Written task: Format the data starting with the line that contains "draw the outline of the contrail streak" and going on through the line that contains "571 400 L 595" as a two-column CSV with the headers input and output. Each text goes in input and its answer in output, one row apiece, with every field quoted and line breaks turned into spaces.

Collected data
╭──

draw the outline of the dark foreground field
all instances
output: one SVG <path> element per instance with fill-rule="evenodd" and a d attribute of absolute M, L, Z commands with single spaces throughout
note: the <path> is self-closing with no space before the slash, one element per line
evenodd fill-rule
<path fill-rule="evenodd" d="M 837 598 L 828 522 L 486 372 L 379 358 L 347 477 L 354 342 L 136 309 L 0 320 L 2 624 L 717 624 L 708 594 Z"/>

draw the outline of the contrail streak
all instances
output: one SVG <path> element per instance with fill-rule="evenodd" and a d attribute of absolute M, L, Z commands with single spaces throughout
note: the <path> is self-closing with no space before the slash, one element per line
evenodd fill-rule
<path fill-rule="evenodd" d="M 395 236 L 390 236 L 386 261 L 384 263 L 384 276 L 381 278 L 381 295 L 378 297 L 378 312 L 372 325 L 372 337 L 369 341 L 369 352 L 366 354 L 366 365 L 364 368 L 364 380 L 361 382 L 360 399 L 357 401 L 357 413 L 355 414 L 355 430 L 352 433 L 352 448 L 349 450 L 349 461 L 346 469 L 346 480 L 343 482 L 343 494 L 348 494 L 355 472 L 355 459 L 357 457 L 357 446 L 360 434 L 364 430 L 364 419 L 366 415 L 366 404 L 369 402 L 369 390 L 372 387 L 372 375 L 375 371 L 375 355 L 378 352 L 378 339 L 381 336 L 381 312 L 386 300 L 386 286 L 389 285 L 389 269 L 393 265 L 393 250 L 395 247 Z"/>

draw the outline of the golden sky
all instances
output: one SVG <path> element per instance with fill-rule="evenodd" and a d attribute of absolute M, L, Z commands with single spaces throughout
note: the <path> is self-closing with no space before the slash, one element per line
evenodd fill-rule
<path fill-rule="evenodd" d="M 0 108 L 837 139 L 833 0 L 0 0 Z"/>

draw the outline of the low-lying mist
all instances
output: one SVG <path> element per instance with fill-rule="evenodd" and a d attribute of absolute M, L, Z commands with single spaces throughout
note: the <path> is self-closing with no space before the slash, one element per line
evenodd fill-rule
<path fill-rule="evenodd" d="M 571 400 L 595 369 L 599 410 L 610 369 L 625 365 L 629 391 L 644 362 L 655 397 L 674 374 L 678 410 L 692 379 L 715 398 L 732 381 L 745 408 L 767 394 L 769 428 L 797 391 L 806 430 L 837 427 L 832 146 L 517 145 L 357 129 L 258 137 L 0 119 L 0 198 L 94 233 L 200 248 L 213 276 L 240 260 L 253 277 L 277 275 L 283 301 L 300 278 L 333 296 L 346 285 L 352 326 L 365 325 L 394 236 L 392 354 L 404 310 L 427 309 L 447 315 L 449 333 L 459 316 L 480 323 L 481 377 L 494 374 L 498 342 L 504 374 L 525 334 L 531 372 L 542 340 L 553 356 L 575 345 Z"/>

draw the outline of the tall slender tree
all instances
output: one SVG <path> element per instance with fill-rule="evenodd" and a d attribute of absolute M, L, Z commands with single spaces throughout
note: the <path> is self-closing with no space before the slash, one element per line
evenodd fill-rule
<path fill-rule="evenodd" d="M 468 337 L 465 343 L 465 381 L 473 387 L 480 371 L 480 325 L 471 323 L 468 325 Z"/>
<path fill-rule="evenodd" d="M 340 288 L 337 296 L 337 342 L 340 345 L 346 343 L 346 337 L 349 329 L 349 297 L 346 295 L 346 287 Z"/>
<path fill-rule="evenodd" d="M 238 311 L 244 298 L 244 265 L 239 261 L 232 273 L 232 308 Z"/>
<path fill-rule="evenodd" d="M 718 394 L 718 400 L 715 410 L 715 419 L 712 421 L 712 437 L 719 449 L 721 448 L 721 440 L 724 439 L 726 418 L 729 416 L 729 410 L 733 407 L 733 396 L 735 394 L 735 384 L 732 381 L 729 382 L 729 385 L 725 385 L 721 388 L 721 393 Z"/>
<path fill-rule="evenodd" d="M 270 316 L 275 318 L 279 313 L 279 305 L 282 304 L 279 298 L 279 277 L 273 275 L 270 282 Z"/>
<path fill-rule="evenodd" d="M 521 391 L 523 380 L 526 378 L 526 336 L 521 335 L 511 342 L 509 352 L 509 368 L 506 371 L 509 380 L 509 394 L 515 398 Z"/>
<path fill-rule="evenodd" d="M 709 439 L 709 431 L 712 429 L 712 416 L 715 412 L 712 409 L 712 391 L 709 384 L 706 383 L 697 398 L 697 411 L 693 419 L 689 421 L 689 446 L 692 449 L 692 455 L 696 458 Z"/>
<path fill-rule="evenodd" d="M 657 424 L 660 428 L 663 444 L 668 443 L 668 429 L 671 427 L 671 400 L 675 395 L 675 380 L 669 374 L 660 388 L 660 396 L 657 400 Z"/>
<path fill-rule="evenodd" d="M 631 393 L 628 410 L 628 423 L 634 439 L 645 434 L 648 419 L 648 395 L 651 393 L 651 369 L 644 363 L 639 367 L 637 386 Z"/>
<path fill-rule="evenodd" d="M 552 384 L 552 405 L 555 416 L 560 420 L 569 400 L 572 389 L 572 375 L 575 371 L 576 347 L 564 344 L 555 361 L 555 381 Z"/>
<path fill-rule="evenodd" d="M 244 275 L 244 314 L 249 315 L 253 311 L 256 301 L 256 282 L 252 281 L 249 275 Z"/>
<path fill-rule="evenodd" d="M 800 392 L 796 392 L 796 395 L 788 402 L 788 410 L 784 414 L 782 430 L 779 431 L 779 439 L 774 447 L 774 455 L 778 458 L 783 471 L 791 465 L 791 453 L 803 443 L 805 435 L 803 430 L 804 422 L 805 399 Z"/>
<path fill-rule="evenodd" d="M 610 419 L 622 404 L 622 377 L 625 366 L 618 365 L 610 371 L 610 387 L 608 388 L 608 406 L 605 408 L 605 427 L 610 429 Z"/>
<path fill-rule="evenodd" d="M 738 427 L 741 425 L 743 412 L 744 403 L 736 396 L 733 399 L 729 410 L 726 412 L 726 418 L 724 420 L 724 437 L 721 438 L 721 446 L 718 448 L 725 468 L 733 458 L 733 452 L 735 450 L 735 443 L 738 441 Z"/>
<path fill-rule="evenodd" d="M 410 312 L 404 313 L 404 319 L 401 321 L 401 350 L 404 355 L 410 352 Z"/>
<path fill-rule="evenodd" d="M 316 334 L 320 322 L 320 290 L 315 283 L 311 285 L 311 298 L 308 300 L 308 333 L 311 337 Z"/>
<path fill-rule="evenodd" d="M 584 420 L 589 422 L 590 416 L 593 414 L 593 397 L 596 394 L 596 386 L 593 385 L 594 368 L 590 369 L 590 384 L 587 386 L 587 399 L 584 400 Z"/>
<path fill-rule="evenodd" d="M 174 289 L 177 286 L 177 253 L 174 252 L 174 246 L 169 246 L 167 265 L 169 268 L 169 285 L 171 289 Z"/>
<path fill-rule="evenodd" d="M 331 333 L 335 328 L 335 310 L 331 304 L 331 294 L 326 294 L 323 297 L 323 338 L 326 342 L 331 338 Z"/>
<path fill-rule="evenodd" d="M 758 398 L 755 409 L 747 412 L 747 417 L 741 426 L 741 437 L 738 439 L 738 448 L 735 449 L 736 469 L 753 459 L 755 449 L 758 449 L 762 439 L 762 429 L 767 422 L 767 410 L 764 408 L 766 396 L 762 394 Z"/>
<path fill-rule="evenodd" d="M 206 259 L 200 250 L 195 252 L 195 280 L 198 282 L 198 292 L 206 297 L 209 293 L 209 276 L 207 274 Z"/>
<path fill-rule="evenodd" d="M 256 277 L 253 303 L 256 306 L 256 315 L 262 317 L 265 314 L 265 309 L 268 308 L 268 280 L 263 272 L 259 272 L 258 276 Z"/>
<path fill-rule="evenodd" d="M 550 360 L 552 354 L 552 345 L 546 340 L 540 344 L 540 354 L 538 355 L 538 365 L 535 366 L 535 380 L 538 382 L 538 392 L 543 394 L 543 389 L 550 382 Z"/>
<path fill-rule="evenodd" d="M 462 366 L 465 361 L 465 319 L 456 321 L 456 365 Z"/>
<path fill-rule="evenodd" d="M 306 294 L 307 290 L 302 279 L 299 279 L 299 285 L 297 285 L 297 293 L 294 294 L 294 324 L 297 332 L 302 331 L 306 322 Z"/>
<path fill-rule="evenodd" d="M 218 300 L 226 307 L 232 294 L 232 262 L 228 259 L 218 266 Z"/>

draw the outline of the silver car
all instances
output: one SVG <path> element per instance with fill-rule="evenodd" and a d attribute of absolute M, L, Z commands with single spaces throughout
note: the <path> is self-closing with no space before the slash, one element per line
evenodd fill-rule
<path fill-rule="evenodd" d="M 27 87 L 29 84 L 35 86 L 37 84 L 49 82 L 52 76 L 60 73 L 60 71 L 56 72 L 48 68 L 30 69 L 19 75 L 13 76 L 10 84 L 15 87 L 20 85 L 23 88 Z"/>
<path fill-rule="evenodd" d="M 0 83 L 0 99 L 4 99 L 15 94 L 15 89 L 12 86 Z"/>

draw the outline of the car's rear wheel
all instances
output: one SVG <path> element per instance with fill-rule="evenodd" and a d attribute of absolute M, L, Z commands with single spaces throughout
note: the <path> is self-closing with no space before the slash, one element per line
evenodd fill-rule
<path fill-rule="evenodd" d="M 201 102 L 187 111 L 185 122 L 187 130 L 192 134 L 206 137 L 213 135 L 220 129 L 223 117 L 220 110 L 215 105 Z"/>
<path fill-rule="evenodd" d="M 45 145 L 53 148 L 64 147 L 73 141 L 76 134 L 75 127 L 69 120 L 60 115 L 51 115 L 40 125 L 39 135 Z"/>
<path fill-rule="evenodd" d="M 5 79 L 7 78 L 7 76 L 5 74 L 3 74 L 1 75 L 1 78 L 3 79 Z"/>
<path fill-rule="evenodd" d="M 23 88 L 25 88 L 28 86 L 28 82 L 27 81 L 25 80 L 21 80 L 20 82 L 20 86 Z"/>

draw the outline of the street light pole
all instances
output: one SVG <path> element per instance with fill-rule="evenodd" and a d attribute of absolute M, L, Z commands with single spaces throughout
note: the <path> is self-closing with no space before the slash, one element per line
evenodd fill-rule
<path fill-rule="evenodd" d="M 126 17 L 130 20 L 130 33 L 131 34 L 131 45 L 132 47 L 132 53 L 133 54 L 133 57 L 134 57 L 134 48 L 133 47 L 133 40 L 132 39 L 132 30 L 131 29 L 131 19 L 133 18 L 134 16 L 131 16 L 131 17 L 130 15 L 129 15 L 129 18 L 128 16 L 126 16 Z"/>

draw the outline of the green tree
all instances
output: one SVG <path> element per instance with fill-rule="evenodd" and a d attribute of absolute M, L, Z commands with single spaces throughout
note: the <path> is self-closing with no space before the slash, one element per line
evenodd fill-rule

╰──

Final result:
input,output
"draw the outline of the contrail streak all instances output: one SVG <path> element per instance with fill-rule=""evenodd"" and a d attribute of absolute M, L, Z commands with single spaces throughout note: the <path> is self-closing with no space before the slash, one element per line evenodd fill-rule","<path fill-rule=""evenodd"" d=""M 395 236 L 390 236 L 386 261 L 384 263 L 384 276 L 381 278 L 381 295 L 378 297 L 378 312 L 372 325 L 372 337 L 369 341 L 369 352 L 366 354 L 366 365 L 364 368 L 364 380 L 361 382 L 360 399 L 357 401 L 357 413 L 355 414 L 355 430 L 352 433 L 352 448 L 349 450 L 349 461 L 346 469 L 346 480 L 343 482 L 343 494 L 348 494 L 355 472 L 355 459 L 357 457 L 357 446 L 360 434 L 364 430 L 364 419 L 366 415 L 366 404 L 369 402 L 369 390 L 372 387 L 372 375 L 375 371 L 375 355 L 378 352 L 378 339 L 381 336 L 381 312 L 386 300 L 386 286 L 389 285 L 389 269 L 393 265 L 393 250 L 395 247 Z""/>"
"draw the outline of the golden sky all instances output: one SVG <path> element per instance with fill-rule=""evenodd"" and a d attribute of absolute M, L, Z commands with single spaces throughout note: the <path> is self-closing with no space before the slash, one element per line evenodd fill-rule","<path fill-rule=""evenodd"" d=""M 0 108 L 837 139 L 833 0 L 0 0 Z""/>"
"draw the outline of the low-lying mist all instances output: one SVG <path> element per instance with fill-rule=""evenodd"" and a d attribute of absolute M, L, Z commands with single spaces throughout note: the <path> is self-closing with no space before the slash, one element per line evenodd fill-rule","<path fill-rule=""evenodd"" d=""M 571 400 L 595 369 L 599 410 L 610 369 L 625 365 L 629 391 L 644 362 L 655 397 L 674 374 L 678 410 L 692 379 L 715 398 L 732 381 L 745 408 L 767 394 L 769 428 L 797 391 L 806 430 L 837 427 L 832 146 L 517 145 L 357 129 L 258 137 L 0 119 L 0 198 L 94 233 L 200 248 L 213 276 L 240 260 L 253 277 L 277 275 L 283 301 L 300 278 L 333 296 L 346 285 L 352 326 L 365 325 L 394 236 L 392 354 L 404 310 L 427 309 L 447 315 L 449 333 L 459 316 L 480 323 L 481 377 L 494 374 L 498 342 L 504 374 L 525 334 L 531 372 L 542 340 L 553 356 L 575 345 Z""/>"